MSTI(42) - MSTI(50) :
ISUB codes for the events 2-10 generated in the pile-up-events scenario. The first event ISUB code is stored in MSTI(1). If MSTI(41) is less than 10, only as many positions are filled as there are pile-up events. If MSTI(41) is above 10, some ISUB codes will not appear anywhere.

MSTI(51) :
normally 0 but set to 1 if a UPEVNT call did not return an event, such that PYEVNT could not generate an event. For further details, see section [*].

MSTI(52) :
counter for the number of times the current event configuration failed in the generation machinery. For accepted events this is always 0, but the counter can be used inside UPEVNT to check on anomalous occurrences. For further details, see section [*].

MSTI(53) :
normally 0, but 1 if no processes with non-vanishing cross sections were found in a PYINIT call, for the case that MSTP(127) = 1.

MSTI(61) :
status flag set when events are generated. It is only of interest for runs with variable energies, MSTP(171) = 1, with the option MSTP(172) = 2.
= 0 :
an event has been generated.
= 1 :
no event was generated, either because the c.m. energy was too low or because the Monte Carlo phase space point selection machinery rejected the trial point. A new energy is to be picked by you.

MSTI(71), MSTI(72) :
KF code for incoming lepton beam or target particles, when a flux of virtual photons are generated internally for 'gamma/lepton' beams, while MSTI(11) and MSTI(12) is then the photon code.


PARI(1) :
total integrated cross section for the processes under study, in mb. This number is obtained as a by-product of the selection of hard-process kinematics, and is thus known with better accuracy when more events have been generated. The value stored here is based on all events until the latest one generated.

PARI(2) :
for unweighted events, MSTP(142) = 0 or = 2, it is the ratio PARI(1)/MSTI(5), i.e. the ratio of total integrated cross section and number of events generated. Histograms should then be filled with unit event weight and, at the end of the run, multiplied by PARI(2) and divided by the bin width to convert results to mb/(dimension of the horizontal axis). For weighted events, MSTP(142) = 1, MSTI(5) is replaced by the sum of PARI(10) values. Histograms should then be filled with event weight PARI(10) and, as before, be multiplied by PARI(2) and divided by the bin width at the end of the run. In runs with the variable-energy option, MSTP(171) = 1 and MSTP(172) = 2, only those events that survive (i.e. that do not have MSTI(61) = 1) are counted.

******************************

Task instructions =>
[a] From the MSTI and PARI descriptions, set down word for word the passage from "MSTI(42) - MSTI(50)" to "occurrences. For further details, see section [*].".
[b] Answer each question from the MSTI and PARI descriptions.
(i) In what unit is the total integrated cross section in PARI(1) given?
(ii) What value does MSTI(52) always have for accepted events?
(iii) Where is the ISUB code of the first pile-up event stored?
[c] List every distinct MSTP variable that the MSTI and PARI descriptions mention.
The listing that comes next is material separate from the MSTI and PARI descriptions.

******************************

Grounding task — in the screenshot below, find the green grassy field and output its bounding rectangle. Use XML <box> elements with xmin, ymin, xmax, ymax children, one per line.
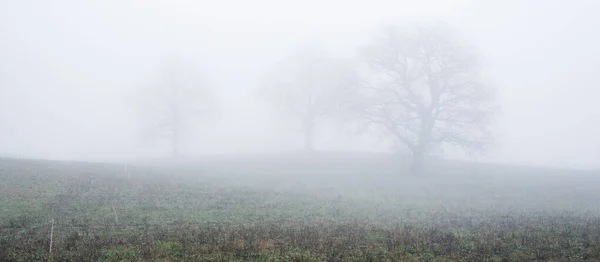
<box><xmin>0</xmin><ymin>153</ymin><xmax>600</xmax><ymax>261</ymax></box>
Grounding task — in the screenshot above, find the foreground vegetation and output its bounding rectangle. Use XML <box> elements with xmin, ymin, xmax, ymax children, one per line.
<box><xmin>0</xmin><ymin>157</ymin><xmax>600</xmax><ymax>261</ymax></box>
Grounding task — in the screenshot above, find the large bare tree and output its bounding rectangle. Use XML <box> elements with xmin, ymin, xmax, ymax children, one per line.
<box><xmin>261</xmin><ymin>47</ymin><xmax>357</xmax><ymax>151</ymax></box>
<box><xmin>353</xmin><ymin>25</ymin><xmax>496</xmax><ymax>173</ymax></box>
<box><xmin>138</xmin><ymin>57</ymin><xmax>214</xmax><ymax>158</ymax></box>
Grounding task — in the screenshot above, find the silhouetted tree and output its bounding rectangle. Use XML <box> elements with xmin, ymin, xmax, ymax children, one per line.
<box><xmin>352</xmin><ymin>25</ymin><xmax>496</xmax><ymax>173</ymax></box>
<box><xmin>261</xmin><ymin>48</ymin><xmax>356</xmax><ymax>151</ymax></box>
<box><xmin>139</xmin><ymin>58</ymin><xmax>213</xmax><ymax>157</ymax></box>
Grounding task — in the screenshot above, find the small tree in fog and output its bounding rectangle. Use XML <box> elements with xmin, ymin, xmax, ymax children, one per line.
<box><xmin>261</xmin><ymin>48</ymin><xmax>357</xmax><ymax>151</ymax></box>
<box><xmin>352</xmin><ymin>25</ymin><xmax>495</xmax><ymax>173</ymax></box>
<box><xmin>139</xmin><ymin>59</ymin><xmax>212</xmax><ymax>157</ymax></box>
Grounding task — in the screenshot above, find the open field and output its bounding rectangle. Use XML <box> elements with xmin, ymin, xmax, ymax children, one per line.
<box><xmin>0</xmin><ymin>153</ymin><xmax>600</xmax><ymax>261</ymax></box>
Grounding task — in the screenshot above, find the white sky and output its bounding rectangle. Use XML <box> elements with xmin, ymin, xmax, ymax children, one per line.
<box><xmin>0</xmin><ymin>0</ymin><xmax>600</xmax><ymax>168</ymax></box>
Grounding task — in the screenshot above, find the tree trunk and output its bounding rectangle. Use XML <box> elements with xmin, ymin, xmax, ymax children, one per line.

******************************

Answers for this exercise =>
[a]
MSTI(42) - MSTI(50) :
ISUB codes for the events 2-10 generated in the pile-up-events scenario. The first event ISUB code is stored in MSTI(1). If MSTI(41) is less than 10, only as many positions are filled as there are pile-up events. If MSTI(41) is above 10, some ISUB codes will not appear anywhere.

MSTI(51) :
normally 0 but set to 1 if a UPEVNT call did not return an event, such that PYEVNT could not generate an event. For further details, see section [*].

MSTI(52) :
counter for the number of times the current event configuration failed in the generation machinery. For accepted events this is always 0, but the counter can be used inside UPEVNT to check on anomalous occurrences. For further details, see section [*].

[b]
(i) mb
(ii) 0
(iii) MSTI(1)

[c]
MSTP(127)
MSTP(171)
MSTP(172)
MSTP(142)